REQUIRED TASK — In the data below, change every "marker" to "point" and reproduce everything else unchanged.

TASK INPUT —
++++++++++++++++++++
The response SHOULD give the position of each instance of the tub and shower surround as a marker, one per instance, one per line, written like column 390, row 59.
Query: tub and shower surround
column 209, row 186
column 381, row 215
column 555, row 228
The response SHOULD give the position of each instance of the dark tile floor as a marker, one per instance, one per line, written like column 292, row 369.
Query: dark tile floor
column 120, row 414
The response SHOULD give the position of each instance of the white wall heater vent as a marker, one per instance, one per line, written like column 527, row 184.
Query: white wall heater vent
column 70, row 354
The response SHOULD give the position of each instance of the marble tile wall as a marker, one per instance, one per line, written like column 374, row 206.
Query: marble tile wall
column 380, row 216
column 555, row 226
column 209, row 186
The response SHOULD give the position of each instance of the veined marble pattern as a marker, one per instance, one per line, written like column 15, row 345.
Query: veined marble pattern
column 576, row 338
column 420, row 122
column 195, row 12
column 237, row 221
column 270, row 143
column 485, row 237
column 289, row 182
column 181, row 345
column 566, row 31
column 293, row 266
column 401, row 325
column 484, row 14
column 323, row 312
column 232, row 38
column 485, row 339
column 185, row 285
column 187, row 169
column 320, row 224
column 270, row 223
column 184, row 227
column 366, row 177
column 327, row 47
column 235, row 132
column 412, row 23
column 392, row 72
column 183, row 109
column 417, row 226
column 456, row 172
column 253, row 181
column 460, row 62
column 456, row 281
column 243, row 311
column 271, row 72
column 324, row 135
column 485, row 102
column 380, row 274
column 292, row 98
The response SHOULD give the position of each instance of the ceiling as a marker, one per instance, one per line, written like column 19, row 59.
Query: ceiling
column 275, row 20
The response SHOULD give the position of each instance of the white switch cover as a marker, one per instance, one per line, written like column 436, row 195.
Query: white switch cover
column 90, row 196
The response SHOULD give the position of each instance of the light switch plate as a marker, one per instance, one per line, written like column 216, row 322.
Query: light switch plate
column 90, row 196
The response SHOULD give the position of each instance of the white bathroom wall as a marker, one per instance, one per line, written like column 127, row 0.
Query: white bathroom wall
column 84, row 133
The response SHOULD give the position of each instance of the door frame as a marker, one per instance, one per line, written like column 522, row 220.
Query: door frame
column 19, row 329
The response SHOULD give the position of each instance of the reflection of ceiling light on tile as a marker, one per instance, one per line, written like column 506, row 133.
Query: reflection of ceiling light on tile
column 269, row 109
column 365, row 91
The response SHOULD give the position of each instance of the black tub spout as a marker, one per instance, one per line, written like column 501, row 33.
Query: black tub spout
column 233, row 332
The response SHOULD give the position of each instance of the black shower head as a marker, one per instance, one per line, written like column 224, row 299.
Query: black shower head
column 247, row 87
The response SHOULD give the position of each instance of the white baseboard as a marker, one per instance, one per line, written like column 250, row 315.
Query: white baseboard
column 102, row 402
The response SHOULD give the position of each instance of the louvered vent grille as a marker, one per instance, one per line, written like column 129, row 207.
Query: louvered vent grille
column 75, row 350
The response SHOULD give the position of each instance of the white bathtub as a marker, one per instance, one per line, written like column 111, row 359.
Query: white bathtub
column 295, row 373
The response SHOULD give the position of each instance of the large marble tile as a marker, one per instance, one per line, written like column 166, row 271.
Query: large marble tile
++++++++++++++++++++
RESULT OF THIS TASK —
The response SHOULD give the position of each instance of the tub and shower surround as a point, one per instance, one per line, written like column 390, row 59.
Query: tub and shower surround
column 209, row 186
column 381, row 215
column 555, row 228
The response SHOULD give the position of each instance of the dark tile floor as a point, one per instance, one per line, written like column 292, row 369.
Query: dark tile floor
column 120, row 414
The response SHOULD give the position of each instance of the white wall heater vent as a point, one per instance, one per line, written like column 527, row 184.
Query: white wall heater vent
column 70, row 354
The response SHOULD give the position of each instance of the marble tile wall as a point, one per instance, one per line, written like column 374, row 206.
Query: marble tile wall
column 380, row 216
column 555, row 226
column 209, row 186
The response SHOULD give the position of each instance of the veined marble pattern as a point, one per instance, one per line, written like column 15, row 345.
Query: veined marble pattern
column 576, row 338
column 420, row 122
column 195, row 12
column 237, row 221
column 270, row 143
column 485, row 237
column 289, row 182
column 181, row 345
column 566, row 31
column 293, row 266
column 401, row 325
column 484, row 14
column 323, row 312
column 232, row 38
column 485, row 339
column 185, row 285
column 187, row 169
column 320, row 224
column 270, row 223
column 184, row 227
column 366, row 177
column 327, row 47
column 235, row 132
column 412, row 23
column 392, row 72
column 183, row 109
column 417, row 226
column 456, row 172
column 253, row 181
column 460, row 62
column 456, row 281
column 243, row 311
column 271, row 72
column 324, row 135
column 485, row 102
column 380, row 274
column 292, row 98
The response SHOULD give the position of each instance of the ceiling as a point, one per instance, one per line, written like column 19, row 59.
Query: ceiling
column 275, row 20
The response SHOULD give the position of each instance of the white switch cover as a point, one per instance, one per line, written like column 436, row 195.
Query: white switch cover
column 90, row 196
The response SHOULD give the position of each instance of the light switch plate as a point, one per instance, one per line, written like column 216, row 322.
Query: light switch plate
column 90, row 196
The response SHOULD give the position of each instance of the white bathroom wall as a point, one per instance, one per line, written like column 127, row 0.
Query: white bathroom wall
column 84, row 133
The response SHOULD give the position of each instance of the door frame as a point, one per instance, one per line, written like column 522, row 220.
Query: door frame
column 19, row 329
The response SHOULD give the position of each instance of the reflection of ceiling light on tile as a point, one per instance, one per line, written like column 506, row 133.
Query: reflection of ceiling light on tile
column 269, row 109
column 365, row 91
The response SHOULD give the position of each instance of the black tub spout as a point, one per instance, one per line, written like column 501, row 33.
Query: black tub spout
column 233, row 332
The response SHOULD give the position of each instance of the black shower head as a point, one per instance, one per line, written like column 224, row 299.
Query: black shower head
column 247, row 87
The response SHOULD give the position of each instance of the white baseboard as a point, one per instance, one per line, written like column 250, row 315.
Query: white baseboard
column 102, row 402
The response SHOULD give the position of each instance of the louvered vent grille as a point, one per instance, one per line, written like column 129, row 207.
Query: louvered vent grille
column 75, row 350
The response SHOULD give the position of each instance of the white bathtub as a point, one per instance, one per line, written like column 111, row 359.
Query: white bathtub
column 295, row 373
The response SHOULD give the position of each instance of the large marble tile as a point, one per instance, one per line, written like column 166, row 271.
Query: large marble tile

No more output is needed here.